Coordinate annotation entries
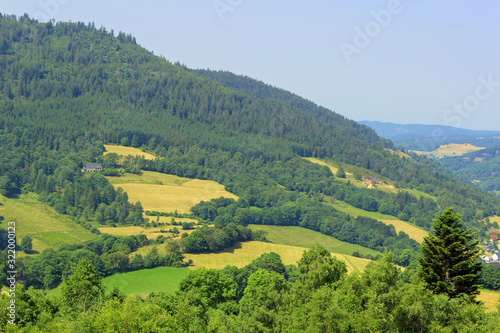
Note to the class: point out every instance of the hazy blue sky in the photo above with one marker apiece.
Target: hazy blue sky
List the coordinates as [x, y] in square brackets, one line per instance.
[433, 62]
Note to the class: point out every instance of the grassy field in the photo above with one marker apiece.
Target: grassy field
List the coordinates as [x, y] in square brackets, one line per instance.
[384, 185]
[151, 233]
[146, 281]
[243, 253]
[412, 231]
[399, 153]
[42, 223]
[490, 299]
[301, 237]
[121, 150]
[167, 193]
[452, 149]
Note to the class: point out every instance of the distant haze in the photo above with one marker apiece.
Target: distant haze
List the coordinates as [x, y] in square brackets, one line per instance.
[427, 62]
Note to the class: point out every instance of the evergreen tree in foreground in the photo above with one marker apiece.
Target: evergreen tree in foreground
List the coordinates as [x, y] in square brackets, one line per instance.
[450, 262]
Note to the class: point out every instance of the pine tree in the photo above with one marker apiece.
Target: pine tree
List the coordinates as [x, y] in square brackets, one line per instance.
[450, 262]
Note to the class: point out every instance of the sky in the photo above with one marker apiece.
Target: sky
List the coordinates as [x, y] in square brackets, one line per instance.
[401, 61]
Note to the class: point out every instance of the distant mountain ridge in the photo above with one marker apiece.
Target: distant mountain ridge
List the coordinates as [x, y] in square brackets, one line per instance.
[430, 137]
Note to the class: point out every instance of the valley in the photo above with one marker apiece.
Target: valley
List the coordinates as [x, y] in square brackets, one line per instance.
[215, 202]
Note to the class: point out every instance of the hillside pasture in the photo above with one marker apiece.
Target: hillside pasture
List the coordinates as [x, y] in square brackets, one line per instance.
[125, 151]
[383, 185]
[151, 233]
[244, 253]
[42, 223]
[301, 237]
[490, 298]
[452, 149]
[168, 193]
[146, 281]
[413, 231]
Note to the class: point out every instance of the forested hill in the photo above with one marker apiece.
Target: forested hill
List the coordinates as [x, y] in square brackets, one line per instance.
[264, 91]
[67, 88]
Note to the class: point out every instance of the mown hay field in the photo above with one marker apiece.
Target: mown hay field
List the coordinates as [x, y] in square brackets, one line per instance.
[490, 299]
[301, 237]
[243, 253]
[452, 149]
[124, 151]
[384, 185]
[168, 193]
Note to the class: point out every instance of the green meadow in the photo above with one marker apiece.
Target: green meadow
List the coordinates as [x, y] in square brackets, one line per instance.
[146, 281]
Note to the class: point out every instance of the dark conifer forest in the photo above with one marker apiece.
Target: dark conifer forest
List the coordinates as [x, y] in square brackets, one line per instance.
[66, 89]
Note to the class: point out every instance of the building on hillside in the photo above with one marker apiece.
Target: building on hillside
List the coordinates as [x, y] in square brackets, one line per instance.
[494, 264]
[92, 167]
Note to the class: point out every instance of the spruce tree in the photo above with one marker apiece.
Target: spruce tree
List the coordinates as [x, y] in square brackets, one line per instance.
[450, 262]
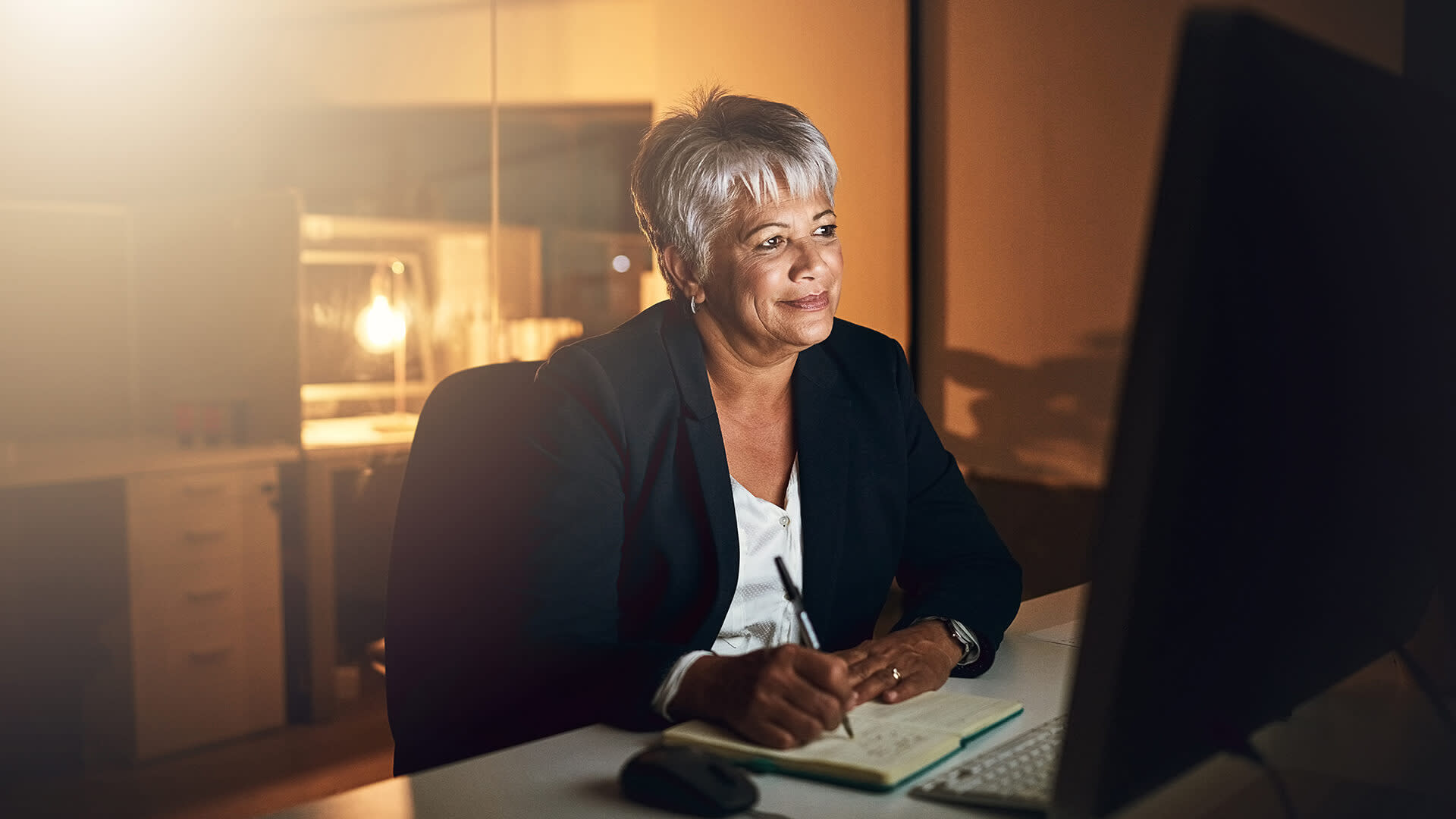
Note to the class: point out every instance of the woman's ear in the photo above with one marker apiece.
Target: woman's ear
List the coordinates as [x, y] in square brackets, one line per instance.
[680, 273]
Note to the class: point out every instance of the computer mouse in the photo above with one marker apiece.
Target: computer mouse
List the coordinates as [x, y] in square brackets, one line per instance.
[688, 780]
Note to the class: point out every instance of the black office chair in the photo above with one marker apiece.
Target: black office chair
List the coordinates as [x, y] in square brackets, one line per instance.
[452, 577]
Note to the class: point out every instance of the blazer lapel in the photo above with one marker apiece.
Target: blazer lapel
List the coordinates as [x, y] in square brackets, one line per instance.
[685, 350]
[826, 435]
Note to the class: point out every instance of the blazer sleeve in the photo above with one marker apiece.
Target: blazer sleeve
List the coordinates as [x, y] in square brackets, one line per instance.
[574, 526]
[954, 564]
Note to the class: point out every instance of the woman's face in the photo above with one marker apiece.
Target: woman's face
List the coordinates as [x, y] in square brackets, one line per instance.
[775, 276]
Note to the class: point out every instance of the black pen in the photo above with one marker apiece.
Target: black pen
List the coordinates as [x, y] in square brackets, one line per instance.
[791, 594]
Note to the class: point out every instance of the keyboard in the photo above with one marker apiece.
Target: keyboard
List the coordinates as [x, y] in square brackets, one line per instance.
[1018, 773]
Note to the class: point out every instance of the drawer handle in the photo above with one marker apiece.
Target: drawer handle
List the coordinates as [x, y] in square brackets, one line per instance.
[196, 490]
[207, 595]
[207, 656]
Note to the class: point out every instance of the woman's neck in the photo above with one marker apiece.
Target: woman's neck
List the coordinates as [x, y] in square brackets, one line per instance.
[743, 384]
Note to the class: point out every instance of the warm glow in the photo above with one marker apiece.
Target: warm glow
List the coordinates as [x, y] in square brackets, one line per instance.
[381, 327]
[89, 22]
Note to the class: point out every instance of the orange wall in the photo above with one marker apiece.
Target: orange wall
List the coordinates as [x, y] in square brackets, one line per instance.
[1049, 131]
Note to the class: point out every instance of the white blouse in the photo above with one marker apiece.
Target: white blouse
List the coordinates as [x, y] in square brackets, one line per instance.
[759, 615]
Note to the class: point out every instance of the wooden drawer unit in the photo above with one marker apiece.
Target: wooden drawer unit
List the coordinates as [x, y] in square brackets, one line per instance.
[206, 607]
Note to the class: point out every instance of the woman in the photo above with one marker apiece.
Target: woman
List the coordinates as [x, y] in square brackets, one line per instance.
[672, 460]
[742, 422]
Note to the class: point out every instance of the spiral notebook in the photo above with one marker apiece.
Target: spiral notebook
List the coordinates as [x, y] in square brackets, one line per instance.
[892, 744]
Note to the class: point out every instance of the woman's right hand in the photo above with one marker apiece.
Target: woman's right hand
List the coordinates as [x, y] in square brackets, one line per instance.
[777, 697]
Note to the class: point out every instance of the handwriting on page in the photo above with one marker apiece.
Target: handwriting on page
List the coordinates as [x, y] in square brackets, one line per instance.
[875, 744]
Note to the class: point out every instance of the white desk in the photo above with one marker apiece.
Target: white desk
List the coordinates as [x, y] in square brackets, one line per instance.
[574, 774]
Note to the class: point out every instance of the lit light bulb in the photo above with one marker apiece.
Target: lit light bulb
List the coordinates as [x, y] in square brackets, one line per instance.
[381, 327]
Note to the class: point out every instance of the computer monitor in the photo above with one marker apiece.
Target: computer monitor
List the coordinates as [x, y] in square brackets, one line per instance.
[1285, 463]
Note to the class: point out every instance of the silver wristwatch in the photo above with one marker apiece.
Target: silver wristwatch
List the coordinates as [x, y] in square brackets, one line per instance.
[970, 649]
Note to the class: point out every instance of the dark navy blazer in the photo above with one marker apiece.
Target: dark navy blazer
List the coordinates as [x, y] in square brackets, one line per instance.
[634, 538]
[561, 572]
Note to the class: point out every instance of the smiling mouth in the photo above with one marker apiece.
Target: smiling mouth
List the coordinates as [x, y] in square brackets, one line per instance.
[816, 302]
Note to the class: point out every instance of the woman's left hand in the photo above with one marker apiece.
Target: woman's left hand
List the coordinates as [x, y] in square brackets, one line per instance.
[924, 654]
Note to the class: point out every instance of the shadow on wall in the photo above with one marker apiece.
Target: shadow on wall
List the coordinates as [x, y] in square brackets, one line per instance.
[1049, 422]
[1033, 442]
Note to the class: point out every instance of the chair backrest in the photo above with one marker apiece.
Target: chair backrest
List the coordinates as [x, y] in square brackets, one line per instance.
[444, 564]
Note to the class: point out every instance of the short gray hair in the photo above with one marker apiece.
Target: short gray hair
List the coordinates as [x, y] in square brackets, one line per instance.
[698, 161]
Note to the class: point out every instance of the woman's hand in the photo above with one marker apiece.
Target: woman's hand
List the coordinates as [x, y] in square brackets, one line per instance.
[924, 654]
[777, 697]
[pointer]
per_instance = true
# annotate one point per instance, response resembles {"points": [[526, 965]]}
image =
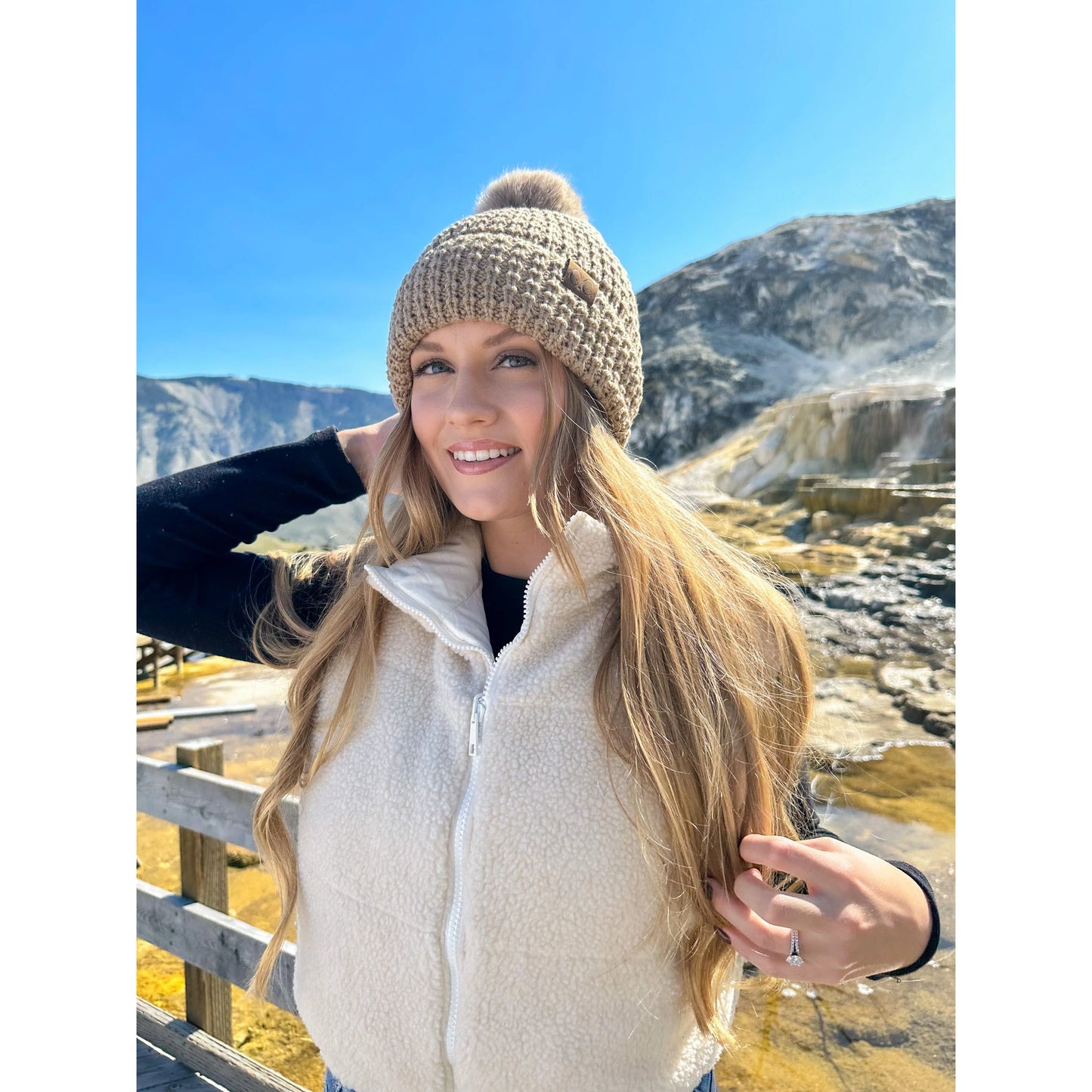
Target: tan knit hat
{"points": [[529, 259]]}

**Aim:**
Rewrite the lines beginning with the one that contains "Note to the class: point out every instance of the handwriting" and ending with the one that contains "[1033, 442]", replacing "silver wristwatch" with "gold wristwatch" and leaving everything else unchanged.

**The reply:**
Note to the class: point out every instance of the handwriting on page in the photo above with one marker apiece.
Target: handwriting on page
List the coordinates as [x, y] in square brackets, one line per instance.
[875, 744]
Note to the class: point out every instance of the white desk in the photo above with one marker apiece.
Target: white desk
List the coordinates as [x, y] in square brackets, one line per instance.
[574, 774]
Note to the class: point out every instance of the lit light bulb in the photo above with one marker apiece.
Target: lit light bulb
List the coordinates as [x, y] in square brackets, one line per instance.
[381, 327]
Note to the class: point out every instance of the computer monitor in the photo above with one marker apiece.
Target: computer monitor
List the coordinates as [x, y] in square brackets, one line per instance.
[1285, 463]
Note to the class: point out every instance of the gold wristwatch in the photo above with one marker apiece.
Target: gold wristwatch
List the coordinates as [x, y] in square brackets, one line per instance.
[970, 649]
Note to the class: point out every instance of the dark navy blazer in the photo above with one marker apiece.
Target: dark navy blazer
List the coordinates as [x, y] in square brackets, one line per instance.
[634, 538]
[561, 572]
Note to the class: point out every instance of the smiling mouth in the photo above with one marker apiece.
Target: smiling mouth
List the coordinates as [x, y] in square brackets, one line per instance.
[816, 302]
Note to the class: point out every instance of the woman's left hand in the photo above with one marker apiece.
Target: woman's left hand
List the coordinates as [x, y] in square brackets, one line per instance.
[924, 654]
Note to the class: point out every instance of the shadow on wall in the photo above with one marker apiece.
Target: shadow on wall
List the coordinates as [x, y] in square brackets, one line per instance.
[1049, 422]
[1033, 442]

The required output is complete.